CONSIGNE
Réécrivez tous les enregistrements ci-dessous en remplaçant « single marker » par « single point », sans rien modifier d'autre.

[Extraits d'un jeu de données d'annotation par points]
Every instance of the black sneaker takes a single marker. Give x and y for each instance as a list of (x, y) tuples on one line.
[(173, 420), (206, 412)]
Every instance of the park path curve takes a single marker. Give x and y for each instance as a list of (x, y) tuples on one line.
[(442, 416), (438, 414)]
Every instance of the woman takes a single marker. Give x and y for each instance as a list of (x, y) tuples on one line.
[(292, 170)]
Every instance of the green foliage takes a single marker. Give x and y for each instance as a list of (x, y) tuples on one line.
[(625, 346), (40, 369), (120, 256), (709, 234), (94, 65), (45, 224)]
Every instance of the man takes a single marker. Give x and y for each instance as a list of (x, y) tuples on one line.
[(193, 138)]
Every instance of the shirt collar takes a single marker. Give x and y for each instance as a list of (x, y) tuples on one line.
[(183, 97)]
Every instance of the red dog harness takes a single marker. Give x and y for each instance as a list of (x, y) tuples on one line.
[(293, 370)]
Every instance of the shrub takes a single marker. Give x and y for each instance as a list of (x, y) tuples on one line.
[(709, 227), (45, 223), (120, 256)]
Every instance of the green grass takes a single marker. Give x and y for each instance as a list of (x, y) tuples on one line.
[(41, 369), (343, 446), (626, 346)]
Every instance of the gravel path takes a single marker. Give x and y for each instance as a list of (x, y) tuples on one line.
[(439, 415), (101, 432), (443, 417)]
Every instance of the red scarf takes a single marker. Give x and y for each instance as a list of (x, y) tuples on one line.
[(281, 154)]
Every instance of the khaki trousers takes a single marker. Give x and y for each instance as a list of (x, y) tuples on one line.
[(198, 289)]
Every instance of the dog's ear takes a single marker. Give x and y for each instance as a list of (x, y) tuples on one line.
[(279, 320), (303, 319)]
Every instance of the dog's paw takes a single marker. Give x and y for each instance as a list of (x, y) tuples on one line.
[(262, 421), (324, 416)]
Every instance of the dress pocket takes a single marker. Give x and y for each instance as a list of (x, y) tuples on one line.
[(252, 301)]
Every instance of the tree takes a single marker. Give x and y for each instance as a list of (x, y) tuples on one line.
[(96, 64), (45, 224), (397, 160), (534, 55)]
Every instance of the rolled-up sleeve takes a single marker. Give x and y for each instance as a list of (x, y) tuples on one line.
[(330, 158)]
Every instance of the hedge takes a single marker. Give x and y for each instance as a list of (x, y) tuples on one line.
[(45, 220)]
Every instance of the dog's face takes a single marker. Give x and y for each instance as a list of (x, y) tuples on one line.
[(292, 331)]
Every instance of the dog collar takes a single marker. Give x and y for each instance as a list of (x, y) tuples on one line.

CORRIGÉ
Every instance of the black sneaker takes a single point. Give x and y for each instance as a list of (x, y) tuples on one line.
[(173, 420), (206, 412)]
Every instance of the park path curve takes a single point. Give x and y for each instance as a list of (x, y) tuples on one line.
[(442, 416), (438, 414)]
Every instance of the woman takes a single point. Give x and y for each instance as a list of (x, y) tuples on one line.
[(292, 170)]
Every instance of the green foliage takes a single point. Give x and y for each instance as a list of (x, y) tuples on one line.
[(625, 346), (40, 369), (120, 256), (709, 234), (94, 65), (45, 224)]
Every instance of the man takes a single point. Give x and y for each instance as a list of (x, y) tuples on one line.
[(193, 138)]
Every instance of the shirt collar takes a single point. Give x and y for each instance as a list of (x, y) tuples on one line.
[(183, 97)]
Every instance of the red dog harness takes a single point. Give x and y for each instance as a list of (x, y) tuples on one line.
[(293, 370)]
Every instance of the shrub takes a single point. Give x and y for each instance as a list of (x, y) tuples on one line.
[(709, 227), (45, 223), (120, 256)]
Every instance of the green grass takes a single point. Give x and y for each instance as a list of (x, y) tuples on one line.
[(41, 369), (343, 446), (626, 346)]
Every instance of the gravel path takes a single point. Give x and y for each instance as a list of (x, y) tuples on one line.
[(439, 415), (101, 432), (443, 417)]
Every instance of the red scarf takes a single point. Give x and y for each instance as a list of (x, y) tuples on one line.
[(281, 154)]
Every instance of the khaki trousers takes a single point. Give x and y for each instance as a list of (x, y) tuples on one line.
[(198, 289)]
Every instance of the dog's ear takes a single point. Give x and y for each instance as a list of (x, y) tuples on one line.
[(279, 320), (303, 319)]
Every instance of the dog's paw takes a single point. Give x and y for each instance as a list of (x, y) tuples on one line.
[(262, 421), (324, 416)]
Every instance of the dress pocket takes a single point. Give x and y for each instance as a list of (x, y) tuples on one line.
[(252, 301)]
Every instance of the tree takes a single point. Give x and y for each instance as a list of (x, y) tuples on one line.
[(96, 64), (45, 224), (397, 160), (534, 55)]
Every instance of the rolled-up sleeve takes a single point. Give x and y for each instance as a list of (x, y) tuples on one line.
[(330, 158)]
Every instance of the hedge takes a single point. Give x and y for each instance as a list of (x, y) tuples on one line.
[(45, 220)]
Every instance of the dog's face takes a single point. Give x and y for each instance as a list of (x, y) tuples on one line.
[(292, 331)]
Every instance of the dog collar takes a single point. Give x and y for each instance as a list of (x, y) tuples on one line.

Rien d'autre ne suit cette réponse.